#### [Task prompt]
Your output is the line containing "Each instance of the player crouching" plus all lines after it to the end of the records, reproduced exactly, with nothing else.

#### [Records supplied]
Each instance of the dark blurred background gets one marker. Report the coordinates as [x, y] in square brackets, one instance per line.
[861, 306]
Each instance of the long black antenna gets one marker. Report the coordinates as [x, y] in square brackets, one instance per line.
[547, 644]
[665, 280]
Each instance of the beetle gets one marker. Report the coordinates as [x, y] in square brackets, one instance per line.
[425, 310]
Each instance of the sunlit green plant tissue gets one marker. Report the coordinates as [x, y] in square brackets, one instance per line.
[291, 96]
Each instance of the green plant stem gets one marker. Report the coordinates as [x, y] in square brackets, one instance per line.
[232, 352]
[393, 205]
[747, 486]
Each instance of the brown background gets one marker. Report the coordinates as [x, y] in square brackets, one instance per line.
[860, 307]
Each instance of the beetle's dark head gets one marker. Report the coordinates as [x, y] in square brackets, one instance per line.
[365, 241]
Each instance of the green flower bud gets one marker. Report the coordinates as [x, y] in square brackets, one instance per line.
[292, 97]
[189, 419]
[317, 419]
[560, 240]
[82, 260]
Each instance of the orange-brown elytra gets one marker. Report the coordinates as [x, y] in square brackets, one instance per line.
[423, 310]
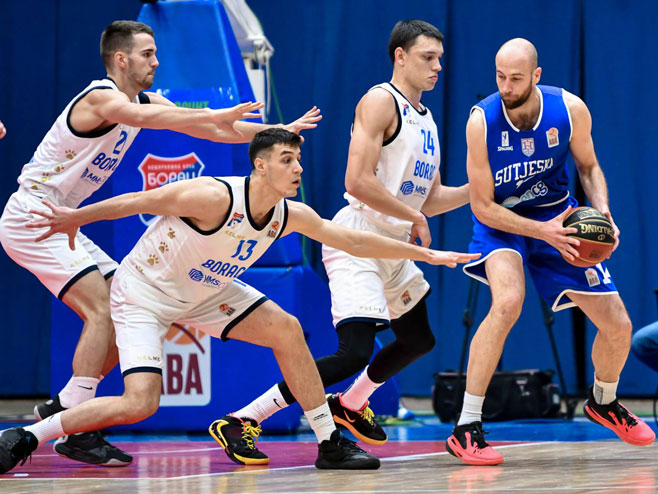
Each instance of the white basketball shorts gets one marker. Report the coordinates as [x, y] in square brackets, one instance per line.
[51, 260]
[142, 315]
[370, 290]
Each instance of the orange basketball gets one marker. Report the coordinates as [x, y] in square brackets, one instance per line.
[595, 233]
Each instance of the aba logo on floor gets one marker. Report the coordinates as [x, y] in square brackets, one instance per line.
[159, 170]
[186, 376]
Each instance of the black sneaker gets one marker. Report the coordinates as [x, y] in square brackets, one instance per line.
[91, 447]
[361, 423]
[237, 437]
[51, 407]
[16, 445]
[88, 447]
[339, 453]
[620, 420]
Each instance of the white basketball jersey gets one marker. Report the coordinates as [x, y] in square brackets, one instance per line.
[408, 162]
[69, 166]
[190, 264]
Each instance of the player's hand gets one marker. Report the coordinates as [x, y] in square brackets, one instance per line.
[420, 230]
[57, 220]
[554, 233]
[449, 258]
[307, 121]
[225, 118]
[614, 229]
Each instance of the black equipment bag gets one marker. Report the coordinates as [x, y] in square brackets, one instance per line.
[511, 395]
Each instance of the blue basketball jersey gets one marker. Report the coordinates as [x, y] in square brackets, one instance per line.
[528, 166]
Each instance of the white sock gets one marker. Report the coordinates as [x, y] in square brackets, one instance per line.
[264, 406]
[471, 409]
[321, 421]
[78, 390]
[604, 393]
[48, 428]
[356, 396]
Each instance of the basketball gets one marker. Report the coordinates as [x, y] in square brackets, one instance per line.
[595, 233]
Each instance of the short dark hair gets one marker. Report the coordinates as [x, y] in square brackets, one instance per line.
[404, 35]
[267, 138]
[118, 36]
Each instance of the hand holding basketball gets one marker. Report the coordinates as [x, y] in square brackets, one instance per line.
[557, 235]
[598, 237]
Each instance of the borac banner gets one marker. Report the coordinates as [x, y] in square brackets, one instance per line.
[160, 170]
[186, 380]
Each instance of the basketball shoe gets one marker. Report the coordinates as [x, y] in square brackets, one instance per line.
[620, 420]
[361, 423]
[339, 453]
[16, 445]
[238, 437]
[87, 447]
[467, 443]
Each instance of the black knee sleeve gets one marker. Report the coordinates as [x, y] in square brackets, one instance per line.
[413, 339]
[356, 341]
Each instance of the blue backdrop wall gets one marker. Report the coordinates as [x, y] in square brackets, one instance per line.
[329, 54]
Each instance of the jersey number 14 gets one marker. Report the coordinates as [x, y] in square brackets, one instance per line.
[428, 142]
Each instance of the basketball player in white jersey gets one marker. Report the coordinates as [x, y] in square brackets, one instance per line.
[392, 182]
[185, 269]
[78, 154]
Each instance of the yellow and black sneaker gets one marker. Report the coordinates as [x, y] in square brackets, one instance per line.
[361, 423]
[237, 437]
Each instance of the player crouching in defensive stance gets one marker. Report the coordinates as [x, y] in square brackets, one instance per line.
[211, 228]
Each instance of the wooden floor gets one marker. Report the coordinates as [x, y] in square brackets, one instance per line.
[199, 467]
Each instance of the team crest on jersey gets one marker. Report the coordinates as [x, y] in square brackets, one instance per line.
[235, 220]
[592, 277]
[528, 146]
[273, 229]
[552, 137]
[159, 170]
[407, 187]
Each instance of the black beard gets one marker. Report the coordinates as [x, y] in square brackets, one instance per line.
[520, 101]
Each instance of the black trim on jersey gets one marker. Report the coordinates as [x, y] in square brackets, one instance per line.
[399, 126]
[246, 204]
[72, 281]
[423, 112]
[285, 219]
[93, 133]
[189, 223]
[239, 318]
[154, 370]
[382, 324]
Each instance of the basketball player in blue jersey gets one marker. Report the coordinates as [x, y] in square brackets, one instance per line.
[203, 243]
[77, 155]
[392, 182]
[518, 141]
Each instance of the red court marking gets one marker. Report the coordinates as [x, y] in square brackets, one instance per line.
[169, 459]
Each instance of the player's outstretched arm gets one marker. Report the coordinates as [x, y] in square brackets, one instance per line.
[244, 131]
[204, 200]
[582, 150]
[304, 220]
[115, 107]
[443, 198]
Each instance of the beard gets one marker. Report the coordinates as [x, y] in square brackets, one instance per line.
[511, 105]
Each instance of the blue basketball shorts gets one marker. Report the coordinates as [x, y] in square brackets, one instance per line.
[554, 277]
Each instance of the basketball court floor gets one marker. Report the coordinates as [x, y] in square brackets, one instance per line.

#### [Exercise answer]
Each instance of the player crouching in defensive stance gets one marker. Report the coordinates as [x, y] in square brackets, one instance per line.
[211, 228]
Each instance of the wooden floor gets one marker. Report the coordinates as [x, y] in square brackets, one instance per line.
[199, 467]
Each instance of the team crest on jersey gets one marker. Report the coordinates as [x, y] in square brackets, one instance per line.
[235, 220]
[592, 277]
[528, 146]
[273, 229]
[552, 137]
[159, 170]
[407, 187]
Each instance of the black beard gets one marker. Report the coordinates as [x, y] in square brackets, one instance per line.
[520, 101]
Each instance of the black trim on jersey gets one marker. Report the coordinates as [x, y] in square brackets, one instance per line.
[399, 126]
[246, 204]
[72, 281]
[423, 112]
[285, 219]
[93, 133]
[189, 223]
[239, 318]
[154, 370]
[382, 324]
Each instance of the basketball player in blue jersey gets one marker. Report the coordinates as [x, y] in square brackets, one instance per line.
[203, 243]
[77, 155]
[392, 182]
[518, 141]
Each instance of the red court marking gets one marker. Report the coordinates as [x, y] in square brackets, one instance per line.
[169, 459]
Each instance of the player's outstretched arm gets one marker. Report the coordinates as [x, y] in square brackets, one instance per line.
[244, 131]
[204, 200]
[582, 150]
[304, 220]
[115, 107]
[443, 198]
Each instance of the beard gets one marker. Report the coordinates as [x, y] in square brackets, one instance per line.
[511, 105]
Each instance of the blue basketball shorts gets one marker. Report the coordinates as [x, y] in square brackets, one instance per line.
[554, 277]
Each instance of the basketball court floor gets one marker. Report the coordinates as [x, y] in square brackets, one instance per line.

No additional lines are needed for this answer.